JOB 1 ->
Translate this sentence from the forum thread below on Zodhiates into Spanish: "In cases of no information one should speak prudently."

SOURCE PASSAGE ->
>> Start
# Zodhiates



## Scott Bushey (Sep 30, 2006)

Does anyone use S. Zodhiates' The Complete Word Studies?

Opinion?


----------



## bookslover (Oct 15, 2006)

> _Originally posted by Scott Bushey_
> Does anyone use S. Zodhiates' The Complete Word Studies?
> 
> Opinion?



Apparently not...

I remember one of my NT profs, Dr. David Alan Black, warning his students away from Zodhiates. Black was not very impressed with him, though I don't remember any details...


----------



## Kevin (Oct 16, 2006)

I didn't respond before because I don't use it, but being from Chattanooga I know (of) Dr. Zhodiaties. Several friends from Temple Baptist Seminary went to work for him and a couple resigned after a scandel over plagerism that they discovered while doing editing work. I had another friend who was greek and a seminary student who said that Zhodiaties made errors of confusing modern greek with NT greek. I also have heard Dave Black (& other Greek teachers) say the same. I personally am not qualified to judge that.


----------



## Jerusalem Blade (Nov 14, 2006)

Scott,

If you mean by "complete word studies" his two word study dictionaries — the Hebrew and the Greek — yes, I do, and I value them highly, both of them. (I sold his interlinear Byzantine Greek [the text the Greek Orthodox Church uses]/King James to buy software — I was in great need, and regret it now! I will save up and have one shipped from Amazon when I can.) They are not the only ones I use, but I find them reliable. If I had to take only 50 out of however many books I have (it took 68 large boxes to lug them here — I kid my wife and say I have almost as many books as she has shoes!) — they would certainly be among my top 20.

I was aware of the plagiarism allegation re the Hebrew Dict. before it was published (it was reported in CT, I think), but I understand that was resolved. In cases of no information one should speak prudently.

He was part of the "evangelical" church here in Cyprus, and is known to many of the Cypriot Christians. I have heard no complaints about his Greek usage. Nor do I have any myself.

Steve


----------



## caddy (Nov 14, 2006)

Wise words...



Jerusalem Blade said:


> I was aware of the plagiarism allegation re the Hebrew Dict. before it was published (it was reported in CT, I think), but I understand that was resolved. *In cases of no information one should speak prudently*.
> 
> Steve


----------
>> End
JOB 2 ->
Pull out each line of the records below that includes the string "palm".

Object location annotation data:
>> Start
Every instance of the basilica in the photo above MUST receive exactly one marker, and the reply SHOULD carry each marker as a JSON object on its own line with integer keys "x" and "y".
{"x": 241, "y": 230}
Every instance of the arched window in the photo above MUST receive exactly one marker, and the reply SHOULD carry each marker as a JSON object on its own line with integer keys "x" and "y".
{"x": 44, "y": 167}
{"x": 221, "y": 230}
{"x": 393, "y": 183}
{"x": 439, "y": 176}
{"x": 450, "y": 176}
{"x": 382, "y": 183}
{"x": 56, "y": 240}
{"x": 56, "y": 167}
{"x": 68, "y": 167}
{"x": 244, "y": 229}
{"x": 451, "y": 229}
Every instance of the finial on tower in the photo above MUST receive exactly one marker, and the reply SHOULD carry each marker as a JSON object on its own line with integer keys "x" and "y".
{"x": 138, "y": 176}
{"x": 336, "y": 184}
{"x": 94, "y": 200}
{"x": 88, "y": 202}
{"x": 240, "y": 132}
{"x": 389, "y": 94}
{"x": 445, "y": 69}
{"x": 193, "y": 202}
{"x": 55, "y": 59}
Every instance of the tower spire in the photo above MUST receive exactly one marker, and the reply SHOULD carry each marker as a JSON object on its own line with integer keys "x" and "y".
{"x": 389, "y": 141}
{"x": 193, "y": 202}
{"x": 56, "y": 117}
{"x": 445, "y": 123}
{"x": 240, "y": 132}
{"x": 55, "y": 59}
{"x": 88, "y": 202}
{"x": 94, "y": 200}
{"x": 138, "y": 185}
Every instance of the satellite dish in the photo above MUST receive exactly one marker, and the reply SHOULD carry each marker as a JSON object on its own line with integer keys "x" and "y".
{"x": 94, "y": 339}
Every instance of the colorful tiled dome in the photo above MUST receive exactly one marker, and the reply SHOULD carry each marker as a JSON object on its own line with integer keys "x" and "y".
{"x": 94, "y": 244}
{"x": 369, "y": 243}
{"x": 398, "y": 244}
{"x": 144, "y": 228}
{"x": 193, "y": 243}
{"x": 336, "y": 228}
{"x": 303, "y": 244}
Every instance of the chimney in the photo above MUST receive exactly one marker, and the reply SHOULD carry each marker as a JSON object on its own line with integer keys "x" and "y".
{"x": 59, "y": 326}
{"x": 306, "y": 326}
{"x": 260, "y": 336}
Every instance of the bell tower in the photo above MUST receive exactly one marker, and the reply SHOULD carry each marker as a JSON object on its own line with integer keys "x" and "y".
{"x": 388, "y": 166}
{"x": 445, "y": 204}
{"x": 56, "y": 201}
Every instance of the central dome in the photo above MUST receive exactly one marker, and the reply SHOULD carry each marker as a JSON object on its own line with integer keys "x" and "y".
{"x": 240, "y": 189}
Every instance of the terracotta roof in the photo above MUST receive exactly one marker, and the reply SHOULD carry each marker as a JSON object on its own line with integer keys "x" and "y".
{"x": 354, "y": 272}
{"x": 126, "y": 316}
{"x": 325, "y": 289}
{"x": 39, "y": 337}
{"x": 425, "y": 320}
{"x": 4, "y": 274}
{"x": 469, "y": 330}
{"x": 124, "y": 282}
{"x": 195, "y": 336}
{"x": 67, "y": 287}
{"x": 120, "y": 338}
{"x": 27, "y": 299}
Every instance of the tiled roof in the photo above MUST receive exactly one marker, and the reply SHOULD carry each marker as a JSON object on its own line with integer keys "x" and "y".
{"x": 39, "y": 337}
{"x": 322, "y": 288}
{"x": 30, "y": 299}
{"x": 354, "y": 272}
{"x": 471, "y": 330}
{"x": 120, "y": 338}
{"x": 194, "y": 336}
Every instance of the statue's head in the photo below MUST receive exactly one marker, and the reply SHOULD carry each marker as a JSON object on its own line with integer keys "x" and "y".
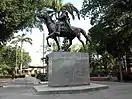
{"x": 65, "y": 12}
{"x": 43, "y": 16}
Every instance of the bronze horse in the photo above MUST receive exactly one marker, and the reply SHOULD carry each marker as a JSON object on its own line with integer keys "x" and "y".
{"x": 51, "y": 25}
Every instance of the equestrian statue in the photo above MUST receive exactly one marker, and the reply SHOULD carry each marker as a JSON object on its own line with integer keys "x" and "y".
{"x": 62, "y": 28}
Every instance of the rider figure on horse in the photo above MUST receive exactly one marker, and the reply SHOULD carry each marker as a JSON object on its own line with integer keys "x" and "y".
{"x": 63, "y": 21}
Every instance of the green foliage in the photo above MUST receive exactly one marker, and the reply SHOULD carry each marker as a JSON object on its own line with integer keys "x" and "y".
{"x": 17, "y": 15}
{"x": 8, "y": 59}
{"x": 55, "y": 7}
{"x": 112, "y": 24}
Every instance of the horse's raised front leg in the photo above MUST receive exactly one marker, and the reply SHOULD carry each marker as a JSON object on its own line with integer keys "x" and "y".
{"x": 55, "y": 38}
{"x": 79, "y": 38}
{"x": 47, "y": 38}
{"x": 70, "y": 43}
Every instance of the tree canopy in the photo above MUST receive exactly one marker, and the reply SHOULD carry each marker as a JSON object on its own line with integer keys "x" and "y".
{"x": 17, "y": 15}
{"x": 112, "y": 24}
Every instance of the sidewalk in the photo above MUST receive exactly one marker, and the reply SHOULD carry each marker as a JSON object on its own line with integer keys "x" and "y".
{"x": 4, "y": 82}
{"x": 27, "y": 80}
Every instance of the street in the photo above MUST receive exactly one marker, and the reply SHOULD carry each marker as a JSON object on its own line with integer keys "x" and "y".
{"x": 117, "y": 90}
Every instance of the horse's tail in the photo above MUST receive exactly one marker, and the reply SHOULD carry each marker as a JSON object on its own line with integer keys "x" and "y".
{"x": 85, "y": 35}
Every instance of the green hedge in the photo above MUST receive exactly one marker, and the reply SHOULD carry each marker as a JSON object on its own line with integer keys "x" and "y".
{"x": 12, "y": 76}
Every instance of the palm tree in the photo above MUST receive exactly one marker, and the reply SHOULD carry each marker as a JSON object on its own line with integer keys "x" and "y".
{"x": 21, "y": 39}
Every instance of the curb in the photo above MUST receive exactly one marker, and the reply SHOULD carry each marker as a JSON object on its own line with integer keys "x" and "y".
{"x": 45, "y": 90}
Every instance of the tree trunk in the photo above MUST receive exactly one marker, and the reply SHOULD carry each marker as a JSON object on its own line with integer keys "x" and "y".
{"x": 16, "y": 61}
{"x": 21, "y": 58}
{"x": 120, "y": 69}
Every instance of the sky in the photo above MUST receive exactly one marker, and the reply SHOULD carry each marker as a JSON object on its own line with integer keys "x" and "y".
{"x": 35, "y": 50}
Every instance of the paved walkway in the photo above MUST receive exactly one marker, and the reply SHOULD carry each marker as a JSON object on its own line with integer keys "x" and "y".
{"x": 116, "y": 91}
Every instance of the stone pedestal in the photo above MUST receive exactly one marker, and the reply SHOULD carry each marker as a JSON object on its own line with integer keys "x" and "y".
{"x": 68, "y": 69}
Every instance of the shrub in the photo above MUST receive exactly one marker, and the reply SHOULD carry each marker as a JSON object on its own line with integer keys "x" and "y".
{"x": 33, "y": 75}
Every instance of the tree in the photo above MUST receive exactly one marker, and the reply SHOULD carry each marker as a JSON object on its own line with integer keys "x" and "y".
{"x": 8, "y": 57}
{"x": 55, "y": 7}
{"x": 112, "y": 22}
{"x": 22, "y": 39}
{"x": 17, "y": 15}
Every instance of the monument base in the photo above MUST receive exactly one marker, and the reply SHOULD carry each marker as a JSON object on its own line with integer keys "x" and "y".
{"x": 47, "y": 90}
{"x": 68, "y": 69}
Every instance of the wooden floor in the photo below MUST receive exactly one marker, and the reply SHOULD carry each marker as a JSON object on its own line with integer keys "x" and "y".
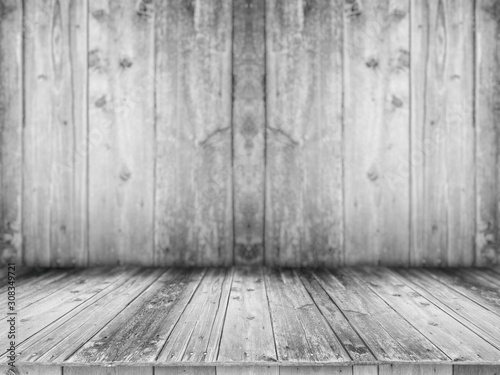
{"x": 258, "y": 321}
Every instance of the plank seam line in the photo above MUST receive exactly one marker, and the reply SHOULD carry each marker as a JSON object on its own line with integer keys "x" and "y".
{"x": 458, "y": 291}
{"x": 342, "y": 313}
{"x": 265, "y": 277}
{"x": 398, "y": 313}
{"x": 412, "y": 286}
{"x": 180, "y": 315}
{"x": 126, "y": 305}
{"x": 52, "y": 326}
{"x": 225, "y": 311}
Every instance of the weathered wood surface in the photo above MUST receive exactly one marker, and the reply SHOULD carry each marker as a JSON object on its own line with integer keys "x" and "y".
{"x": 249, "y": 118}
{"x": 193, "y": 207}
{"x": 55, "y": 133}
{"x": 442, "y": 83}
{"x": 248, "y": 332}
{"x": 304, "y": 205}
{"x": 121, "y": 131}
{"x": 487, "y": 111}
{"x": 388, "y": 335}
{"x": 301, "y": 333}
{"x": 376, "y": 132}
{"x": 197, "y": 334}
{"x": 456, "y": 340}
{"x": 11, "y": 125}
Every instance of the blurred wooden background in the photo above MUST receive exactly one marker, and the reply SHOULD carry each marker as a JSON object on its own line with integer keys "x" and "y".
{"x": 284, "y": 132}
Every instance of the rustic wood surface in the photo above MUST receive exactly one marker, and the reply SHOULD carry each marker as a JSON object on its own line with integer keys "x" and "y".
{"x": 376, "y": 132}
{"x": 248, "y": 320}
{"x": 193, "y": 207}
{"x": 249, "y": 118}
{"x": 442, "y": 82}
{"x": 288, "y": 133}
{"x": 304, "y": 207}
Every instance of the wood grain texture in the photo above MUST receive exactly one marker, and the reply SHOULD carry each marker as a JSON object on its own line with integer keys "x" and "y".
{"x": 442, "y": 83}
{"x": 388, "y": 335}
{"x": 300, "y": 331}
{"x": 256, "y": 370}
{"x": 11, "y": 124}
{"x": 323, "y": 370}
{"x": 376, "y": 132}
{"x": 475, "y": 370}
{"x": 145, "y": 325}
{"x": 248, "y": 333}
{"x": 118, "y": 370}
{"x": 198, "y": 332}
{"x": 193, "y": 206}
{"x": 249, "y": 68}
{"x": 456, "y": 340}
{"x": 487, "y": 110}
{"x": 304, "y": 133}
{"x": 343, "y": 329}
{"x": 412, "y": 369}
{"x": 171, "y": 370}
{"x": 55, "y": 133}
{"x": 121, "y": 131}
>> End
FULL OUTPUT 1 ->
En los casos en que no se tiene información, uno debe hablar con prudencia.

FULL OUTPUT 2 ->
Every instance of the palm tree in the photo above MUST receive exactly one marker, and the reply SHOULD carry each marker as a JSON object on its own line with integer keys "x" and "y".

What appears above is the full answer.